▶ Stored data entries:
----------
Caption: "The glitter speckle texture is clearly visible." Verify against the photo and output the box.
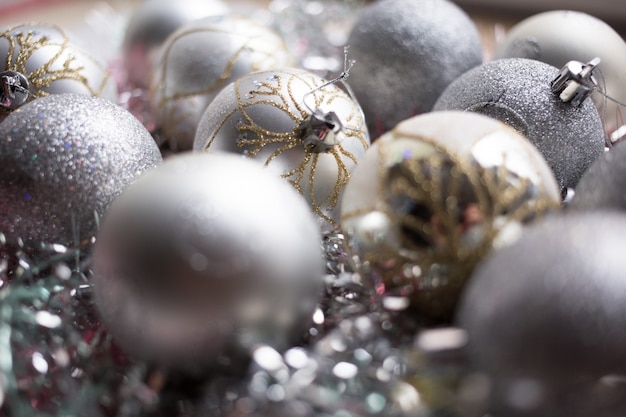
[0,93,162,251]
[434,58,606,192]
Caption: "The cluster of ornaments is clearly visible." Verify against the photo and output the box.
[2,0,626,416]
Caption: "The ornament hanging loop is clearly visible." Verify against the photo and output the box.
[0,70,31,110]
[300,46,356,153]
[551,57,601,106]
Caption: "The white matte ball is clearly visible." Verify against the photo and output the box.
[93,153,323,374]
[123,0,229,89]
[150,15,293,151]
[194,67,370,229]
[0,23,118,115]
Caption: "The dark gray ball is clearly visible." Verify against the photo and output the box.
[456,212,626,416]
[569,142,626,211]
[0,94,162,251]
[434,58,605,193]
[346,0,483,139]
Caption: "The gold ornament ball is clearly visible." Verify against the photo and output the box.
[0,23,117,119]
[340,111,561,321]
[150,15,293,151]
[194,67,370,229]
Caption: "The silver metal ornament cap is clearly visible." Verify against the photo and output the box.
[0,70,30,110]
[551,57,601,106]
[299,110,342,153]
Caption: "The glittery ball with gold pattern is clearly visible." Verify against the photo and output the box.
[150,16,293,151]
[194,67,370,229]
[0,23,117,119]
[340,111,561,321]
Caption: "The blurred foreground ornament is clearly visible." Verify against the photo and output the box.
[0,23,117,119]
[123,0,229,90]
[340,111,560,321]
[346,0,483,138]
[494,10,626,134]
[457,212,626,417]
[194,66,369,228]
[150,15,293,151]
[93,153,323,375]
[0,94,162,253]
[434,58,606,193]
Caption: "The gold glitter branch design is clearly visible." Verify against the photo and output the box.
[206,71,368,226]
[156,25,288,104]
[384,139,556,268]
[2,24,107,98]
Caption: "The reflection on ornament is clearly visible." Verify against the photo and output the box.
[340,111,560,321]
[123,0,229,89]
[93,153,323,375]
[194,67,369,228]
[0,23,117,119]
[434,58,606,193]
[457,211,626,417]
[150,15,293,151]
[0,94,162,253]
[494,10,626,134]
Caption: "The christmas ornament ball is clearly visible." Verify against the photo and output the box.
[0,23,117,118]
[150,15,293,151]
[93,153,323,374]
[456,212,626,416]
[340,111,560,321]
[569,141,626,212]
[434,58,606,193]
[123,0,229,89]
[346,0,483,138]
[494,10,626,134]
[0,93,162,251]
[194,67,370,228]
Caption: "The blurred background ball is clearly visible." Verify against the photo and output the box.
[340,111,560,321]
[494,10,626,135]
[569,141,626,212]
[0,94,162,251]
[434,58,606,194]
[93,153,323,374]
[194,67,370,228]
[456,212,626,417]
[0,23,117,119]
[346,0,483,138]
[150,15,293,151]
[123,0,229,90]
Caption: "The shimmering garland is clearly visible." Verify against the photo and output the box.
[194,67,370,228]
[340,112,561,321]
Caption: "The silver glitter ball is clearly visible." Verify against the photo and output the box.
[434,58,606,193]
[194,67,370,229]
[494,10,626,135]
[0,22,118,118]
[340,111,560,321]
[150,15,293,151]
[346,0,483,138]
[456,212,626,417]
[0,93,162,250]
[123,0,229,90]
[93,153,323,374]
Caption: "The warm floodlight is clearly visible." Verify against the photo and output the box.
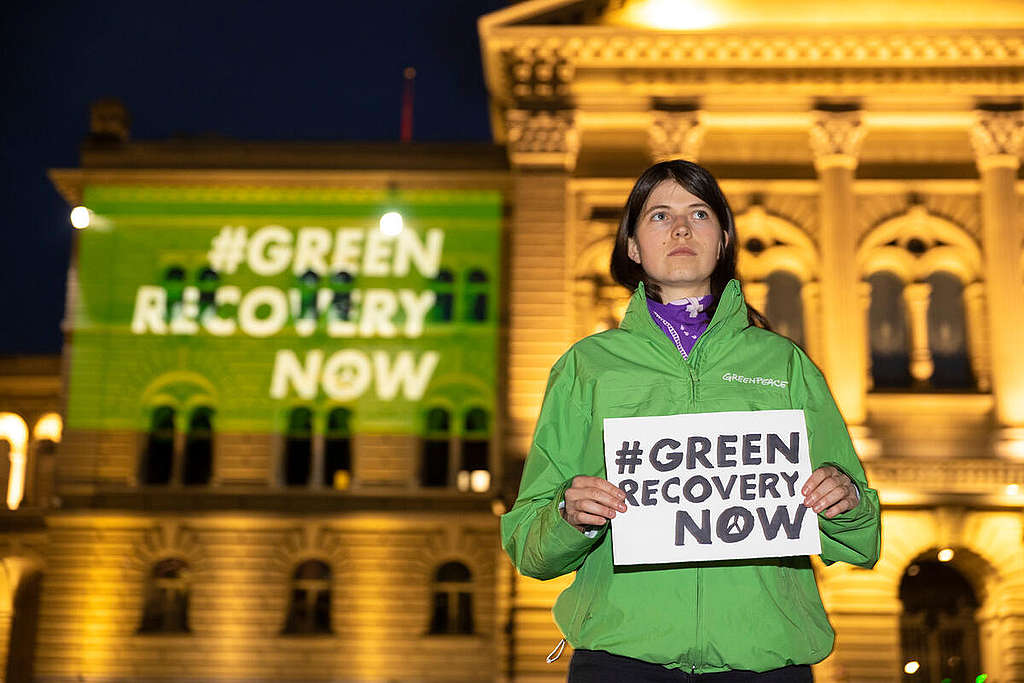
[379,211,403,236]
[938,548,955,562]
[470,470,491,493]
[70,206,91,229]
[619,0,719,30]
[904,660,920,675]
[1007,484,1020,495]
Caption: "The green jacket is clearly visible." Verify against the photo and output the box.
[501,279,881,673]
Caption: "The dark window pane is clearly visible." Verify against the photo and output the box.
[456,592,474,634]
[421,440,449,487]
[869,272,911,388]
[142,406,175,485]
[435,562,471,583]
[430,591,449,634]
[183,407,213,486]
[926,272,973,389]
[764,271,805,347]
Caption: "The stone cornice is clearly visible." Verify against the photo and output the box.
[505,109,580,170]
[867,458,1024,495]
[48,169,512,207]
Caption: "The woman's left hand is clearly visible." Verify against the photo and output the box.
[802,466,859,519]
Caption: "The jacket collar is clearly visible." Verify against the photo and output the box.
[620,279,748,349]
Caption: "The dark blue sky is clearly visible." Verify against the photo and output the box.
[0,1,508,353]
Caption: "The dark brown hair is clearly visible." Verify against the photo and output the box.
[609,159,769,329]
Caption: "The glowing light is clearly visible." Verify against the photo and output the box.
[33,412,63,442]
[904,660,920,674]
[938,548,955,562]
[0,413,29,510]
[70,206,91,229]
[1007,484,1020,495]
[470,470,491,493]
[617,0,720,30]
[490,498,506,516]
[906,564,920,576]
[333,470,351,490]
[379,211,403,236]
[977,674,988,682]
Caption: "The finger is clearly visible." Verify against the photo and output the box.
[803,475,842,507]
[570,510,613,527]
[569,478,627,509]
[821,490,857,518]
[800,466,835,496]
[811,484,852,515]
[568,497,621,521]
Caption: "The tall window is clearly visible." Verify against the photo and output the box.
[183,406,213,485]
[329,271,354,321]
[458,408,490,493]
[324,407,352,489]
[926,271,973,389]
[284,408,313,486]
[429,562,473,635]
[764,271,805,347]
[163,266,186,323]
[196,267,220,322]
[464,269,489,322]
[868,272,911,389]
[139,558,190,633]
[142,406,175,485]
[421,408,451,487]
[283,560,332,635]
[431,269,454,323]
[900,559,980,682]
[296,270,320,321]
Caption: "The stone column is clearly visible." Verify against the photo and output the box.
[172,414,187,485]
[810,110,869,428]
[505,110,579,456]
[963,281,992,392]
[648,110,704,163]
[902,282,935,385]
[969,109,1024,456]
[800,281,822,363]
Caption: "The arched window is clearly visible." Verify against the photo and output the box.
[458,408,490,493]
[324,408,352,489]
[330,271,354,322]
[430,269,454,323]
[296,269,320,321]
[284,408,313,486]
[141,406,175,485]
[464,269,489,322]
[139,558,190,633]
[183,407,213,486]
[196,267,220,321]
[421,408,451,487]
[283,560,332,635]
[163,266,186,323]
[868,272,911,389]
[764,271,805,347]
[926,272,973,390]
[900,559,980,682]
[429,562,473,635]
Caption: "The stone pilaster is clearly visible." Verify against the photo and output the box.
[963,281,991,392]
[742,281,768,315]
[505,110,578,457]
[970,109,1024,454]
[810,110,869,427]
[648,110,704,163]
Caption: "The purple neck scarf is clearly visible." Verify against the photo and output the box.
[646,294,713,358]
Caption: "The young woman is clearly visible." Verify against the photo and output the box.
[501,160,881,681]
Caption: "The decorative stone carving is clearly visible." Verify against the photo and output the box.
[89,98,130,143]
[809,110,866,170]
[969,109,1024,167]
[505,109,579,171]
[648,111,704,162]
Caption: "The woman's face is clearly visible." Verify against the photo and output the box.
[627,180,725,301]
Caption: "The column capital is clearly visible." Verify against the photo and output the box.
[970,109,1024,170]
[505,109,579,171]
[648,110,704,163]
[809,110,866,171]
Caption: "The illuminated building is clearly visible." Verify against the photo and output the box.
[2,0,1024,680]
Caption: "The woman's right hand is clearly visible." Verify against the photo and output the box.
[561,476,628,533]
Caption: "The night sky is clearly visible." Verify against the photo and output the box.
[0,1,508,354]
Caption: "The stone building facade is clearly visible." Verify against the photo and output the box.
[2,0,1024,680]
----------
▶ Instructions for the task:
Transcribe only what runs from the line with "night sky is" to the last line above, keeping every line exactly as written.

▶ Task result:
Caption: "The night sky is clearly visible." Verify against the photo and output the box.
[0,1,508,354]
Caption: "The stone building facade is clearly visible." Verify against the photo and output the box.
[2,0,1024,680]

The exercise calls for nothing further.